Data records Block Start

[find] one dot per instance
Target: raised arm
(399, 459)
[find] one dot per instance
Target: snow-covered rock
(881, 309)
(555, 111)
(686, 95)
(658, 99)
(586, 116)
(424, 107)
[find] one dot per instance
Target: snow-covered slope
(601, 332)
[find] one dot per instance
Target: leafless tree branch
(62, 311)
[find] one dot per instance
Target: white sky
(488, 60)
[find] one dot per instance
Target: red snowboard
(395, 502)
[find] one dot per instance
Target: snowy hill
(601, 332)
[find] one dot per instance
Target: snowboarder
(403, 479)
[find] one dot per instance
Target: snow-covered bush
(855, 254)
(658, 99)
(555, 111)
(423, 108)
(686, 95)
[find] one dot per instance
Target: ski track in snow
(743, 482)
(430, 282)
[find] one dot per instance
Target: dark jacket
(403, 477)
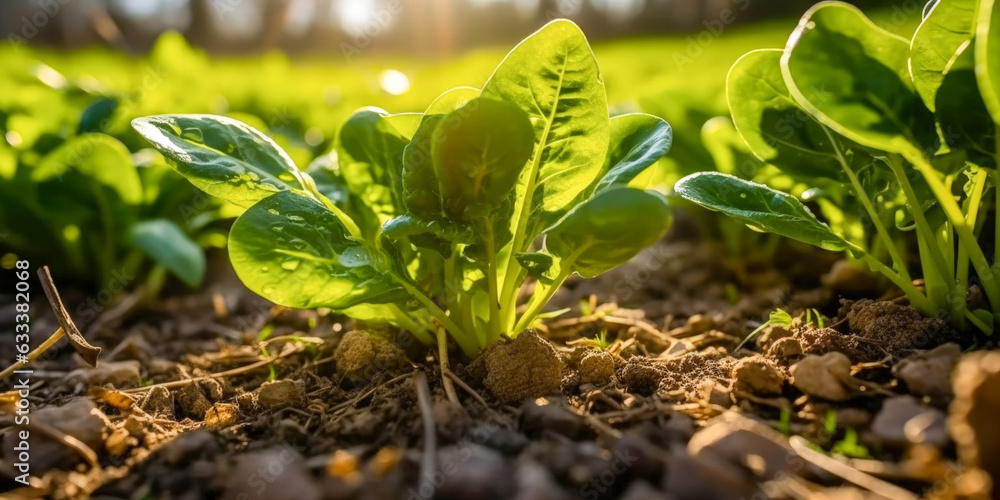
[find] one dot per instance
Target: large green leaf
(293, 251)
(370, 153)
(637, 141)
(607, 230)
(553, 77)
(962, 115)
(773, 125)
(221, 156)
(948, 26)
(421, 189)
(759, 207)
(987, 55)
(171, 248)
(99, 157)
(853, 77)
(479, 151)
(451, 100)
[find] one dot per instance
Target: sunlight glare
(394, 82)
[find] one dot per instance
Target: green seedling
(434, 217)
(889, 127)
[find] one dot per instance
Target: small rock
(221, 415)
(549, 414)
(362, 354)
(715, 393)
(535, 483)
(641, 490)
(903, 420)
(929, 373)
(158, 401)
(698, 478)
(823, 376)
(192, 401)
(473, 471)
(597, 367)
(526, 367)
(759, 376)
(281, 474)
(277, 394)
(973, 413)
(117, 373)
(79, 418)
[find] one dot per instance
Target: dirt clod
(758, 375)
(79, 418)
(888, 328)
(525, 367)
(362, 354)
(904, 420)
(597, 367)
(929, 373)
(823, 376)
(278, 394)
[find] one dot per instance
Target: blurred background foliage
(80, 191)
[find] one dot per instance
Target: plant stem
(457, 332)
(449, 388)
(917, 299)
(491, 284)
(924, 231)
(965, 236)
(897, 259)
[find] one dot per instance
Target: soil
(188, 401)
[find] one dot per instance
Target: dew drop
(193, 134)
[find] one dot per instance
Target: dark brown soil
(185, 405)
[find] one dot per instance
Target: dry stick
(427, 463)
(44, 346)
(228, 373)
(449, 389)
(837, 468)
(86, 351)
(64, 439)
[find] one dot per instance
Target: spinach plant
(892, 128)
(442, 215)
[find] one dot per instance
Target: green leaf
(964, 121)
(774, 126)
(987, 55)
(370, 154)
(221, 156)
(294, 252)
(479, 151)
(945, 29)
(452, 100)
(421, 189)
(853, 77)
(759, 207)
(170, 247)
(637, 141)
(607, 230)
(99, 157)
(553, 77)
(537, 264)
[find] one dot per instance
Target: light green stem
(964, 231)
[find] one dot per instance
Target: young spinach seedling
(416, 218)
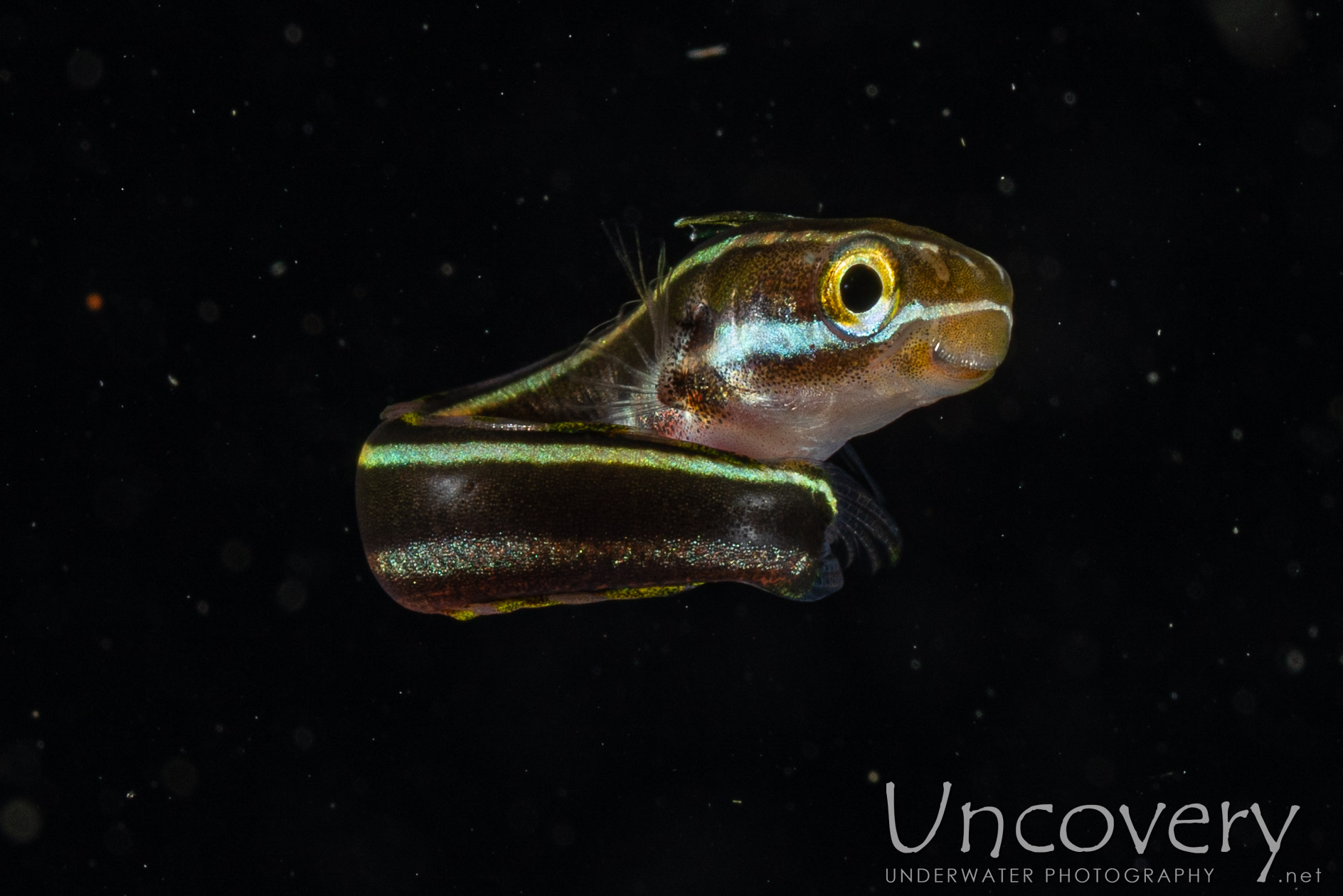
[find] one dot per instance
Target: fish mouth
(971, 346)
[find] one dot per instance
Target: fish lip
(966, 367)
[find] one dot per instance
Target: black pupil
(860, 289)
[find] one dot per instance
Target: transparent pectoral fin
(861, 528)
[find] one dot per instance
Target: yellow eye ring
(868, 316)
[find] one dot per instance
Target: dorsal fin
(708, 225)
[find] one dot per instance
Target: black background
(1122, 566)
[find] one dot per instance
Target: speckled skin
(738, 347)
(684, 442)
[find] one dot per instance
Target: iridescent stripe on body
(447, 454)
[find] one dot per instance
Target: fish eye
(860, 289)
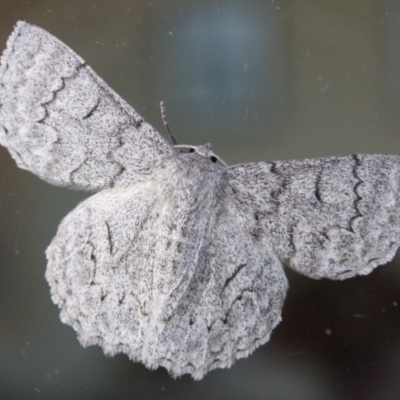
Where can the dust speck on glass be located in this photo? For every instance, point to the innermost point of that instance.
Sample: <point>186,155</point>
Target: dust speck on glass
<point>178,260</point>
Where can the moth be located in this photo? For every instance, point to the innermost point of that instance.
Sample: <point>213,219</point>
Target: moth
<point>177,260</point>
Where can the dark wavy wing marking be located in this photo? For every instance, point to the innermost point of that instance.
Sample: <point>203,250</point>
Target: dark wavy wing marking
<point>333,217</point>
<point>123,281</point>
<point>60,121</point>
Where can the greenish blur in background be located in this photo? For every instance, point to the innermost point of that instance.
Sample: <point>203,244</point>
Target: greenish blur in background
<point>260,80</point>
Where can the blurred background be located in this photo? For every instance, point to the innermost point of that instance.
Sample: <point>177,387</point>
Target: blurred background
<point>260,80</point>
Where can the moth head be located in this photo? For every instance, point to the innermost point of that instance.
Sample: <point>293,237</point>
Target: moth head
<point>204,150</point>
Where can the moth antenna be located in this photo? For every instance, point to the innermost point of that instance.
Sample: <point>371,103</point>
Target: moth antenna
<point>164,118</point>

Data records Block End

__Task__: With the pictures left aside, write out all of the records above exactly.

__Exercise response__:
[find] one dot per instance
Target: raised arm
(399, 459)
[find] one dot per instance
Target: snow-covered rock
(881, 309)
(555, 111)
(686, 95)
(658, 99)
(586, 116)
(424, 107)
[find] one dot per instance
Target: snow-covered slope
(601, 332)
[find] one dot per instance
Target: leafless tree branch
(62, 311)
[find] one dot per instance
Target: white sky
(488, 60)
[find] one dot per instance
Target: red snowboard
(395, 502)
[find] one dot per instance
Target: snowy hill
(601, 332)
[find] one dot per instance
Target: snowboarder
(403, 479)
[find] one dot per instance
Target: snow-covered bush
(855, 254)
(658, 99)
(555, 111)
(423, 108)
(686, 95)
[find] one dot per instance
Target: ski track in snow
(743, 482)
(430, 282)
[find] one dot per instance
Target: dark jacket
(403, 477)
[find] one dot per instance
Target: large green leaf
(293, 251)
(370, 153)
(637, 141)
(607, 230)
(553, 77)
(962, 115)
(773, 125)
(221, 156)
(948, 26)
(421, 189)
(759, 207)
(987, 55)
(171, 248)
(99, 157)
(853, 77)
(479, 151)
(451, 100)
[find] one dot per instance
Target: sunlight glare
(394, 82)
[find] one dot per instance
Target: green seedling
(434, 217)
(889, 127)
[find] one dot per instance
Target: small rock
(221, 415)
(549, 414)
(362, 354)
(715, 393)
(535, 483)
(641, 490)
(903, 420)
(929, 373)
(158, 401)
(698, 478)
(823, 376)
(192, 401)
(473, 471)
(597, 367)
(526, 367)
(759, 376)
(281, 474)
(277, 394)
(973, 413)
(117, 373)
(79, 418)
[find] one dot per instance
Target: dirt clod
(758, 375)
(79, 418)
(888, 328)
(525, 367)
(362, 354)
(904, 420)
(597, 367)
(929, 373)
(823, 376)
(278, 394)
[find] one dot per instance
Target: blurred background foliage
(80, 191)
[find] one dot per instance
Target: plant stem
(457, 332)
(449, 388)
(917, 299)
(491, 284)
(924, 231)
(965, 236)
(897, 259)
[find] one dot per instance
Target: soil
(188, 401)
[find] one dot per instance
Target: dew drop
(193, 134)
[find] one dot per instance
Target: dark brown soil
(185, 405)
[find] one dot per instance
Target: dry stick
(427, 463)
(44, 346)
(228, 373)
(449, 389)
(837, 468)
(86, 351)
(64, 439)
[find] one dot per instance
Target: spinach plant
(892, 128)
(442, 215)
[find] one dot per instance
Target: green leaf
(964, 121)
(774, 126)
(987, 55)
(370, 154)
(221, 156)
(294, 252)
(479, 151)
(945, 29)
(452, 100)
(421, 189)
(853, 77)
(759, 207)
(170, 247)
(637, 141)
(607, 230)
(99, 157)
(553, 77)
(537, 264)
[find] one dot per instance
Target: light green stem
(964, 231)
[find] one dot per instance
Target: young spinach seedling
(416, 218)
[find] one dot per instance
Target: fish mouth
(971, 346)
[find] one dot per instance
Target: fish lip
(966, 367)
[find] one dot per instance
Target: black pupil
(860, 289)
[find] one dot per instance
Target: transparent pectoral fin
(861, 528)
[find] one dot per instance
Target: yellow eye ring
(868, 316)
[find] one dot per instance
Target: dorsal fin
(708, 225)
[find] one dot per instance
Target: black background
(1122, 566)
[find] one dot per instance
Target: speckled skin
(738, 347)
(684, 442)
[find] one dot per instance
Target: iridescent stripe on body
(447, 454)
[find] one dot per instance
Target: fish eye
(860, 289)
Where can the dust speck on glass be located in this photo? For every instance, point to the innermost point of that instance.
Sample: <point>186,155</point>
Target: dust speck on glass
<point>178,260</point>
Where can the moth be located in this photo? For every instance, point to the innermost point of that instance.
Sample: <point>213,219</point>
Target: moth
<point>177,260</point>
Where can the dark wavy wing marking be located in this photo? For every instance, point to the innermost point of that instance.
Sample: <point>203,250</point>
Target: dark wavy wing marking
<point>333,217</point>
<point>123,281</point>
<point>60,121</point>
Where can the greenish blur in background be located in this photo? For every instance, point to the innermost point of that instance.
Sample: <point>203,244</point>
Target: greenish blur in background
<point>260,80</point>
Where can the blurred background be located in this photo? For every instance, point to the innermost point of that instance.
Sample: <point>177,387</point>
Target: blurred background
<point>260,80</point>
Where can the moth head be located in this photo? For every instance, point to the innermost point of that instance.
Sample: <point>293,237</point>
Target: moth head
<point>204,150</point>
Where can the moth antenna be located in this photo? For every instance, point to the innermost point of that instance.
Sample: <point>371,103</point>
Target: moth antenna
<point>164,118</point>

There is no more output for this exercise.